=== Stated problem ===
Substitute "evaluation sheet" for "benchmark card" in every one of the rows below, and leave the rest of each row unchanged.
----------------------------------------
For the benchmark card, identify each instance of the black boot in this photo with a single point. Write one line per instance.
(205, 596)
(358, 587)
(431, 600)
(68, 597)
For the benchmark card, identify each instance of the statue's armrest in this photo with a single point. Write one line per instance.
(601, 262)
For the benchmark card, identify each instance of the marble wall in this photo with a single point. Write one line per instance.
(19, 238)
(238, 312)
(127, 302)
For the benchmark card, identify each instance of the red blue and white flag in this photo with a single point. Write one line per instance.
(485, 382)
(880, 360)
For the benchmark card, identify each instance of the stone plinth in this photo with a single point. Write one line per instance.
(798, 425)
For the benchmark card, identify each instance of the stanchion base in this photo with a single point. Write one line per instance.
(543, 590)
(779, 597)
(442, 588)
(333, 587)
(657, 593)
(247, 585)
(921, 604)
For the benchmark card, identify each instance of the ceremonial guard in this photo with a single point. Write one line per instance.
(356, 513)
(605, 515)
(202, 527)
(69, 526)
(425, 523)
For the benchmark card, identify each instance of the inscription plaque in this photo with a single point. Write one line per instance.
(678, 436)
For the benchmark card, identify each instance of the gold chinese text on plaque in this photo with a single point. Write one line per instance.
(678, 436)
----------------------------------------
=== Output for this exercise ===
For the evaluation sheet, identify each instance of the black boot in this photo with a single point. Write one line per instance.
(205, 596)
(358, 587)
(431, 600)
(68, 597)
For the evaluation sheet, identify each instance of the statue's armrest in this photo with a single point. Write one line per instance.
(601, 262)
For the evaluation sheet, identify each instance of the marble wall in this photo with a single point. Write one line per instance.
(19, 238)
(238, 312)
(127, 302)
For the evaluation sheet, identify each instance of the red blue and white flag in this photo with a single point. Write one line per instance.
(485, 382)
(880, 360)
For the evaluation sheet, identify each instance of the stone plinth in this photo with a single point. Write one line per instance.
(798, 425)
For the evaluation sheet, identify each instance of the stanchion base in this photo with a single point. Write one line per instance.
(543, 590)
(779, 597)
(442, 588)
(333, 587)
(657, 593)
(247, 585)
(921, 604)
For the evaluation sheet, identify each instance of the ceremonial guard in this photo with a single point. Write one line per instance.
(356, 513)
(605, 515)
(202, 527)
(69, 526)
(425, 523)
For the evaluation sheet, identify each instance of the inscription plaque in this photo with a single point. Write one line per instance.
(678, 436)
For the evaluation sheet, identify each instance of the gold chinese text on plaque in this photo with a single point. Write one line per instance.
(678, 436)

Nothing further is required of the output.